MATERIAL FOR THE TASK
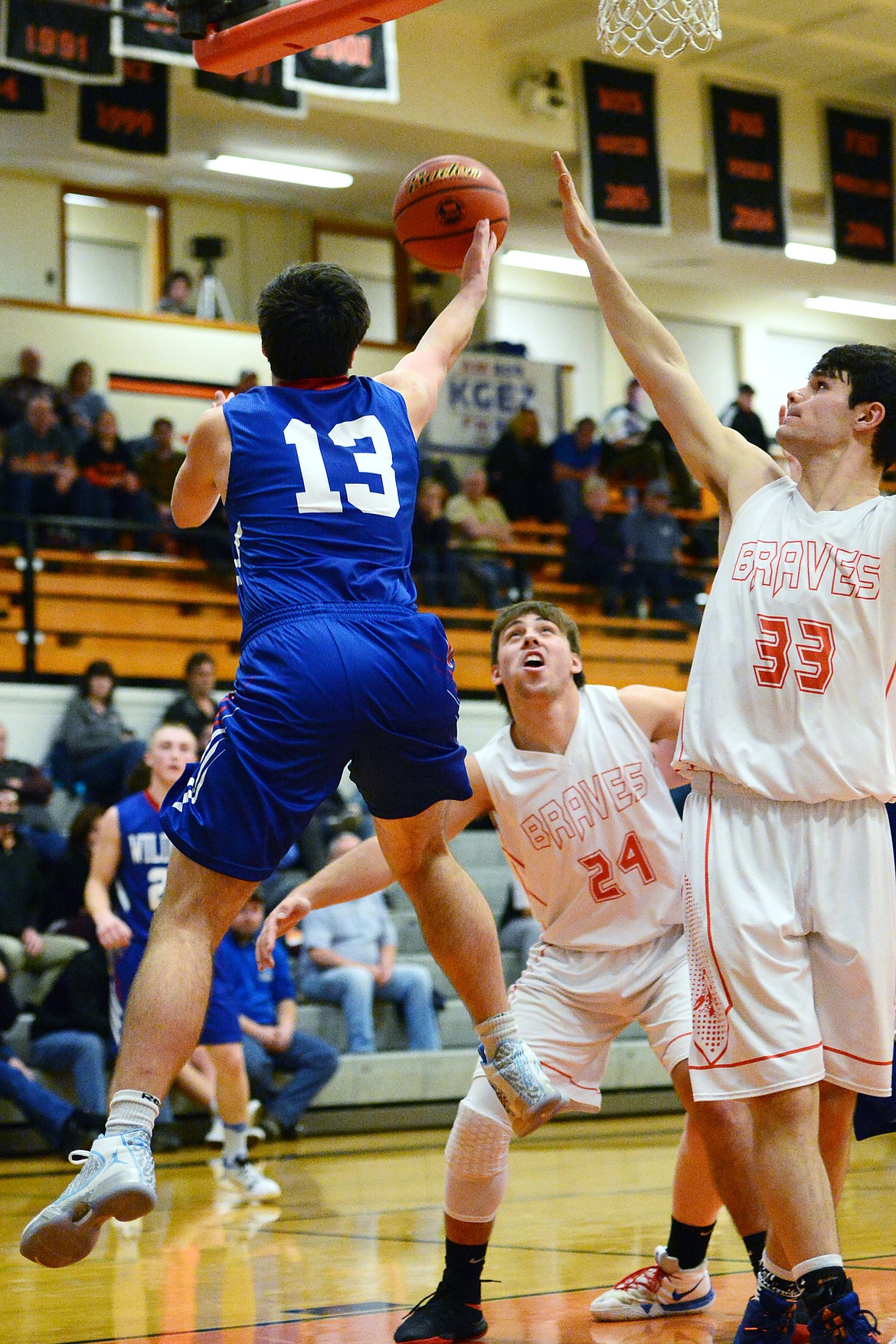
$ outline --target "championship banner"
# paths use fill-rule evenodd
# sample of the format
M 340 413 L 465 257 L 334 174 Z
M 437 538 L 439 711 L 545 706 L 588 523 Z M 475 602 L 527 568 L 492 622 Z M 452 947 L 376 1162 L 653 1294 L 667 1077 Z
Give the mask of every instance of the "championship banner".
M 834 249 L 853 261 L 893 263 L 893 124 L 827 108 Z
M 592 60 L 583 62 L 583 75 L 591 214 L 604 223 L 664 228 L 654 77 Z
M 43 79 L 0 66 L 0 112 L 43 112 Z
M 94 13 L 93 4 L 102 4 Z M 120 63 L 111 54 L 111 20 L 105 0 L 7 0 L 3 13 L 4 65 L 52 74 L 78 83 L 117 83 Z
M 133 155 L 168 153 L 168 67 L 125 60 L 114 89 L 81 89 L 78 140 Z
M 283 85 L 328 98 L 398 102 L 395 24 L 367 28 L 283 60 Z
M 193 44 L 177 36 L 177 16 L 163 0 L 113 0 L 111 54 L 136 60 L 157 60 L 163 66 L 192 66 Z M 138 17 L 134 11 L 142 9 Z
M 242 75 L 216 75 L 208 70 L 197 70 L 193 83 L 204 93 L 220 94 L 222 98 L 239 98 L 240 102 L 254 102 L 269 112 L 306 117 L 305 95 L 298 89 L 283 87 L 283 66 L 285 62 L 278 60 Z
M 427 444 L 482 453 L 524 407 L 539 417 L 541 441 L 553 442 L 563 427 L 557 364 L 506 355 L 461 355 L 439 391 Z
M 778 98 L 719 85 L 711 94 L 719 237 L 725 243 L 783 247 Z

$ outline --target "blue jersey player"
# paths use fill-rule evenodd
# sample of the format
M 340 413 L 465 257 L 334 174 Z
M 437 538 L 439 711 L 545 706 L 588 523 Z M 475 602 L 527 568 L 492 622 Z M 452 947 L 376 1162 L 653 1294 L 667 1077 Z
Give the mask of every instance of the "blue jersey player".
M 23 1254 L 66 1265 L 101 1224 L 154 1200 L 149 1137 L 201 1028 L 212 954 L 257 883 L 347 765 L 430 950 L 469 1008 L 517 1133 L 563 1103 L 508 1007 L 494 921 L 447 849 L 469 797 L 451 650 L 410 578 L 416 437 L 485 301 L 494 235 L 477 226 L 458 294 L 391 374 L 351 378 L 369 310 L 339 266 L 292 266 L 262 292 L 274 386 L 196 426 L 172 495 L 179 527 L 224 500 L 243 614 L 234 695 L 171 790 L 165 898 L 133 984 L 106 1136 L 26 1228 Z

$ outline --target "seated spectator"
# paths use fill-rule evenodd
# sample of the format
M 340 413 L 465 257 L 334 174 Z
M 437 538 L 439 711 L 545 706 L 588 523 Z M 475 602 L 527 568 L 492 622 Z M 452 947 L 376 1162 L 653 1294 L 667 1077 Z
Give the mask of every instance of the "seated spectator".
M 109 663 L 91 663 L 73 694 L 59 727 L 59 743 L 74 781 L 91 802 L 110 806 L 122 797 L 125 780 L 144 758 L 114 706 L 116 673 Z
M 700 579 L 682 574 L 682 534 L 677 517 L 669 512 L 669 487 L 654 481 L 647 487 L 643 507 L 635 508 L 622 521 L 626 560 L 631 564 L 633 595 L 649 602 L 657 618 L 700 625 L 700 606 L 695 598 L 704 591 Z
M 727 411 L 723 411 L 719 419 L 728 429 L 735 429 L 739 434 L 743 434 L 748 444 L 755 444 L 756 448 L 768 452 L 770 439 L 766 434 L 766 426 L 752 409 L 755 395 L 755 387 L 751 387 L 750 383 L 742 383 L 733 402 Z
M 459 495 L 451 496 L 445 516 L 457 540 L 477 554 L 462 554 L 461 567 L 482 589 L 486 606 L 502 606 L 509 590 L 517 587 L 514 570 L 497 554 L 500 546 L 513 546 L 508 516 L 496 499 L 486 493 L 485 472 L 467 472 Z
M 193 282 L 185 270 L 169 270 L 161 286 L 161 298 L 156 304 L 157 313 L 180 313 L 192 317 L 189 292 Z
M 337 836 L 329 848 L 330 862 L 356 844 L 357 836 Z M 408 1050 L 442 1048 L 433 977 L 424 966 L 396 964 L 398 937 L 382 891 L 312 910 L 302 934 L 300 989 L 306 999 L 340 1005 L 351 1054 L 376 1050 L 375 999 L 400 1005 Z
M 31 1024 L 31 1063 L 50 1073 L 70 1073 L 82 1110 L 103 1113 L 106 1064 L 113 1044 L 109 1028 L 109 969 L 98 942 L 64 966 Z
M 97 427 L 78 449 L 78 484 L 75 509 L 85 517 L 106 517 L 129 523 L 159 523 L 150 497 L 140 485 L 130 453 L 118 437 L 118 422 L 111 411 L 101 411 Z M 89 530 L 102 544 L 114 536 L 107 530 Z M 141 547 L 149 542 L 141 534 Z
M 191 653 L 184 668 L 187 689 L 172 700 L 161 716 L 163 723 L 183 723 L 199 741 L 215 722 L 215 660 L 211 653 Z
M 512 521 L 537 517 L 551 523 L 556 517 L 551 449 L 541 444 L 533 410 L 520 410 L 508 422 L 485 460 L 485 470 L 489 493 Z
M 265 1106 L 262 1129 L 269 1138 L 294 1138 L 300 1120 L 339 1068 L 339 1051 L 296 1030 L 296 989 L 282 943 L 274 946 L 273 970 L 255 965 L 263 921 L 265 906 L 254 892 L 224 934 L 218 961 L 234 986 L 249 1082 Z M 274 1073 L 292 1077 L 277 1087 Z
M 62 392 L 75 445 L 81 445 L 86 438 L 90 438 L 101 414 L 109 410 L 106 398 L 102 392 L 94 391 L 93 383 L 94 372 L 90 360 L 77 360 L 69 370 L 66 387 Z
M 35 849 L 19 833 L 15 793 L 0 793 L 0 956 L 13 976 L 38 976 L 39 1003 L 59 970 L 87 943 L 63 934 L 39 933 L 44 926 L 44 879 Z
M 32 396 L 5 442 L 7 491 L 13 513 L 67 513 L 78 474 L 71 437 L 62 429 L 51 398 Z
M 458 558 L 449 548 L 451 524 L 445 515 L 445 488 L 424 477 L 416 495 L 411 574 L 420 602 L 461 605 Z
M 553 445 L 553 484 L 560 517 L 567 527 L 582 512 L 582 487 L 600 465 L 600 445 L 590 415 L 580 419 L 570 434 L 560 434 Z
M 619 523 L 607 513 L 610 495 L 602 476 L 590 476 L 582 491 L 582 512 L 570 527 L 563 567 L 564 583 L 590 583 L 599 589 L 604 609 L 619 607 L 625 559 Z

WHAT IS ASKED
Copy the rows from the beginning through the line containing "M 592 60 L 583", including that line, and leave out the pictures.

TASK OUTPUT
$ outline --target "championship banner"
# paths use fill-rule evenodd
# sample of the format
M 340 413 L 465 257 L 334 174 Z
M 437 538 L 439 711 L 545 706 L 588 523 Z M 475 602 L 527 568 L 492 622 Z M 452 947 L 376 1162 L 653 1294 L 667 1077 Z
Give the mask of every instance of the "championship banner".
M 834 249 L 853 261 L 893 263 L 893 124 L 827 108 Z
M 592 60 L 583 62 L 583 75 L 591 214 L 604 223 L 664 228 L 654 77 Z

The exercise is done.